É simples, é realmente simples o seu modo de infiltração. Ocupa-nos, instala-se qual vírus e, como um parasita, em simbiose connosco se alimenta, e nos alimenta, de temores, receios, hesitações, pavores, vergonhas, timidez, ingenuidade e inocência. Sim, leram bem, também a ingenuidade, a timidez a vergonha e a inocência, se mal usadas, ou conduzidas, nos limitam a fruição de uma vivência livre, pródiga, rica. Trata-se de matar em cada um de nós, é isso que tenta este monstro de papel, artificiosamente, esgrimindo contra os próprios valores aceites e eticamente em cada um e por cada um instruídos, matá-los, dizia, no perverso sentido de nos limitar.

Oh ! E quantas vezes e quantos de nós nos deixamos enredar neste complexo processo que repudiamos mas inconscientemente alimentamos ? Vem do berço. Vem do berço a passagem de testemunho de pais para filhos, num mecanismo de sociabilização, sem confronto ou contestação e que psicológica ou inadvertidamente intuímos, aceitamos, assimilamos. E qual de nós duvida ou contesta os pais, a própria linha desta estratégia, ou a táctica que eles mesmos, tal qual nós, aceitaram dogmaticamente, num processo secular remontando aos primórdios de uma vivência ancestral comum ?

Vem daí a rebelião adolescente contra os pais, opressores, contra eles porque os mais próximos, contra eles porque os mais visíveis, contra eles que na primeira linha daquilo que a nossa consciente lucidez, divisa como culpados e simultaneamente origem das limitações e barreiras que sentimos nos estarem sendo impostas. Poucas ou poucos de nós não soçobramos a este confronto. Felizes das ou dos que o superam, bem, poucas ou poucos, mais felizes ainda se o conseguimos sem traumas, incompatibilidades, problemas de consciência, rupturas, mas sobretudo com a aceitação e compreensão do outro, sem que abdiquemos da clarividência que a nossa visão do mundo nos facultou.

E é fugaz essa visão. Surge entre os 16 e os 18 ou vinte anos, qual fogo-fátuo que, se não protegermos será abafado totalmente por aqueles que, mais perto de nós, erradamente cônscios enquanto detentores da verdade, nos tentam impô-la sem que eles mesmos se disponibilizem a ouvir as nossas razões. Pouquíssimos pais estão abertos ou preparados para esta fase vital da formação da personalidade e carácter dos filhos. Benditos filhos que tais pais tiveram, ou tiverem. Os restantes lamentemo-los. E, lamentemos tanto pais quanto os filhos, porque quer uns quer outros terão culpa na futura vivência, quer dos primeiros quer dos segundos.

§ §

§ Enunciado da tarefa a: Repita, sem qualquer alteração, o trecho do texto fornecido que começa nas palavras "E é fugaz essa" e termina após as palavras "quer dos segundos.".
O texto fornecido e as entradas não têm qualquer relação entre si.

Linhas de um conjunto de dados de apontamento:
§ §

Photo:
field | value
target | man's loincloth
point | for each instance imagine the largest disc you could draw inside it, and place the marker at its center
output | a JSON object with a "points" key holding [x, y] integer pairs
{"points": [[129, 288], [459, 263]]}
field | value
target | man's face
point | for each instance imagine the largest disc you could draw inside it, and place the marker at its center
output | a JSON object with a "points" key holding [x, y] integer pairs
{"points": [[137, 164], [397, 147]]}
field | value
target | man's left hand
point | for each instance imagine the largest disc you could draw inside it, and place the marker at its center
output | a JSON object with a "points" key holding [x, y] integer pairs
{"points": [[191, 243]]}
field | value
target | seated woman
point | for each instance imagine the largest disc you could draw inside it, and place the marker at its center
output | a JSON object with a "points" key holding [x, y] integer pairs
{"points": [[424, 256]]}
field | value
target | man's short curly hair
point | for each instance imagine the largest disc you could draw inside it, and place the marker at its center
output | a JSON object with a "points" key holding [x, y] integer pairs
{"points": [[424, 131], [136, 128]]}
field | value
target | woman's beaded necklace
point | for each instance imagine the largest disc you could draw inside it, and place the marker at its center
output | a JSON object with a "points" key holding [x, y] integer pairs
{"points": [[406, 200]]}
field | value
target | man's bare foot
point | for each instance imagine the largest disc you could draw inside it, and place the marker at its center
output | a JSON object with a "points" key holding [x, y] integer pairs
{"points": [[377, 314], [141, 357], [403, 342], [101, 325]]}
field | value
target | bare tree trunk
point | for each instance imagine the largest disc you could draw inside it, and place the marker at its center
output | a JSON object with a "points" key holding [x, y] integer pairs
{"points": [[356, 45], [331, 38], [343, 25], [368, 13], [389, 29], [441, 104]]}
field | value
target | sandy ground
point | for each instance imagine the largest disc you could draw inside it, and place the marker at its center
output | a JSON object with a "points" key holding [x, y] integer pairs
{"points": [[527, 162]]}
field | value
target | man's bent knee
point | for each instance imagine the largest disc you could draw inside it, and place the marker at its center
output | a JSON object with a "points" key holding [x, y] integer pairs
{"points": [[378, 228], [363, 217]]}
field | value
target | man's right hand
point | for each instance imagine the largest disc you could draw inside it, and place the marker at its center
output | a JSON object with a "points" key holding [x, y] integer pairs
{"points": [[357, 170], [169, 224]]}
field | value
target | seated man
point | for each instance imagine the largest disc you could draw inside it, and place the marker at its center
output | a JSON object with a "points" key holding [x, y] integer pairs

§ §

§ Enunciado da tarefa b: Filtre as entradas e transcreva cada linha que contenha a cadeia "woman", fazendo distinção entre maiúsculas e minúsculas.

§ Resposta desenvolvida a:
E é fugaz essa visão. Surge entre os 16 e os 18 ou vinte anos, qual fogo-fátuo que, se não protegermos será abafado totalmente por aqueles que, mais perto de nós, erradamente cônscios enquanto detentores da verdade, nos tentam impô-la sem que eles mesmos se disponibilizem a ouvir as nossas razões. Pouquíssimos pais estão abertos ou preparados para esta fase vital da formação da personalidade e carácter dos filhos. Benditos filhos que tais pais tiveram, ou tiverem. Os restantes lamentemo-los. E, lamentemos tanto pais quanto os filhos, porque quer uns quer outros terão culpa na futura vivência, quer dos primeiros quer dos segundos.

§ Resposta desenvolvida b:
target | seated woman
target | woman's beaded necklace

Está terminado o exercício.